Records supplied:
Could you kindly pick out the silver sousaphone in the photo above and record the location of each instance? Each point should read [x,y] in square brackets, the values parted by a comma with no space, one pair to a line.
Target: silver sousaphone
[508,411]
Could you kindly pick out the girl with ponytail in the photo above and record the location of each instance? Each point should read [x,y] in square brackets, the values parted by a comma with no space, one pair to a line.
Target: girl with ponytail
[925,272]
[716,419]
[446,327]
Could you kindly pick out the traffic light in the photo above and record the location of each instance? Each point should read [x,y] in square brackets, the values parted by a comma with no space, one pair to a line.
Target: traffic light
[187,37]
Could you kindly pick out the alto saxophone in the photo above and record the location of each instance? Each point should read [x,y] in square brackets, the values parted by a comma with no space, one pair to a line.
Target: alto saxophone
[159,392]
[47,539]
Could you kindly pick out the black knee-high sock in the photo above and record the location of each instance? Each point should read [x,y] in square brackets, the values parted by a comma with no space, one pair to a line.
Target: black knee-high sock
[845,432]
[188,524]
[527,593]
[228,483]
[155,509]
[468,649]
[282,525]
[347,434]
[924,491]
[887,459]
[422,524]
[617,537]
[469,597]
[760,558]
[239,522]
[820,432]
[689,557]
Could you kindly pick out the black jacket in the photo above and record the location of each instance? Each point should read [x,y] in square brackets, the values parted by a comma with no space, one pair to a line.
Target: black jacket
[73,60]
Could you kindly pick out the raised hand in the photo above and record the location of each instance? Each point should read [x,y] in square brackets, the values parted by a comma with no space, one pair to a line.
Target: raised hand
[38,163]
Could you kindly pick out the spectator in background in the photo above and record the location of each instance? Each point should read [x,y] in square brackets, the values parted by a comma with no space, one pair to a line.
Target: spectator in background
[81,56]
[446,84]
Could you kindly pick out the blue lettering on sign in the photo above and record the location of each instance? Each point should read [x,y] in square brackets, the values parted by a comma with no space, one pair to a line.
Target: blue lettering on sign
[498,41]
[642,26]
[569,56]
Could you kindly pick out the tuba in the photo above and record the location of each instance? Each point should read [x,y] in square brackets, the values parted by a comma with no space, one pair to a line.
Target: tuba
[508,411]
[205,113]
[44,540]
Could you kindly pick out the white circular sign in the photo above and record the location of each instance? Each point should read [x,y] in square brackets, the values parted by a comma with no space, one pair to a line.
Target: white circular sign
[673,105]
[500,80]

Work to be completed: Please arrange every line of the material above as a Markdown table with two columns, No. for the row number and Line for the line itself, skipping any blank lines.

Full response:
| No. | Line |
|---|---|
| 1 | Could you kindly pick out the silver sousaphone in the photo above and record the location of each instance? Each point should read [x,y] in square brackets, the values parted by a comma with no space, one pair to a line. |
| 2 | Target: silver sousaphone |
| 3 | [508,411] |
| 4 | Could you kindly pick out the girl with ponytail in the photo above and record the location of each instance? Each point should read [x,y] in square brackets, the values parted by a comma with no space, one pair to a line. |
| 5 | Target: girl with ponytail |
| 6 | [925,272] |
| 7 | [716,419] |
| 8 | [446,327] |
| 9 | Could you kindly pick out the traffic light in the photo above and record the location of each instance? Each point should read [x,y] in square brackets, the values parted by a comma with no space, one pair to a line. |
| 10 | Target: traffic light |
| 11 | [187,37] |
| 12 | Could you kindly pick out the alto saxophone in the photo above and record the location of each instance? Each point should read [x,y] in square brackets, the values parted by a comma with no space, one pair to a line. |
| 13 | Target: alto saxophone |
| 14 | [159,392] |
| 15 | [47,539] |
| 16 | Could you kindly pick out the black knee-high sock in the photo above and record the location of each instance? Each point should read [x,y] in square brackets, the values parted by a comma with no space, one pair to a line. |
| 17 | Target: black knee-high sock |
| 18 | [845,432] |
| 19 | [188,524] |
| 20 | [527,593] |
| 21 | [228,483] |
| 22 | [155,509] |
| 23 | [468,649] |
| 24 | [282,525] |
| 25 | [347,434] |
| 26 | [924,491] |
| 27 | [887,459] |
| 28 | [422,524] |
| 29 | [617,537] |
| 30 | [469,597] |
| 31 | [760,558] |
| 32 | [239,522] |
| 33 | [820,432] |
| 34 | [689,557] |
| 35 | Could you kindly pick out the black jacket in the photo above and record the location of each instance? Each point should read [x,y] in square brackets, the values parted by a comma with no space, one pair to a line. |
| 36 | Target: black jacket |
| 37 | [73,60] |
| 38 | Could you kindly pick out the raised hand in the photo above and record the location of each instance? Each point should read [x,y] in square brackets, the values parted by a comma with no space, one pair to a line. |
| 39 | Target: raised hand |
| 40 | [38,163] |
| 41 | Could you kindly pick out the spectator in background in the photo above and record the location of each instance? Each point should read [x,y] in square brackets, the values parted by a comma with no space, one pair to a line. |
| 42 | Target: spectator in background |
| 43 | [81,56] |
| 44 | [446,84] |
| 45 | Could you kindly pick out the blue lettering on sign in the photo above and record the location of each instance? Each point should read [x,y] in square brackets, the values parted by a comma with no space, one pair to a line. |
| 46 | Target: blue lettering on sign |
| 47 | [498,41] |
| 48 | [642,26] |
| 49 | [569,56] |
| 50 | Could you kindly pick out the tuba in the photo above and record the location of each instance? Each point should read [x,y] in square brackets, the values parted by a comma with no space, one pair to a line. |
| 51 | Target: tuba |
| 52 | [508,411] |
| 53 | [205,113] |
| 54 | [44,540] |
| 55 | Could you kindly pick out the white circular sign in the photo above and record the location of each instance? Each point should read [x,y] in square brackets, the values parted by a comma with no space, one pair to a line. |
| 56 | Target: white circular sign |
| 57 | [673,105] |
| 58 | [500,80] |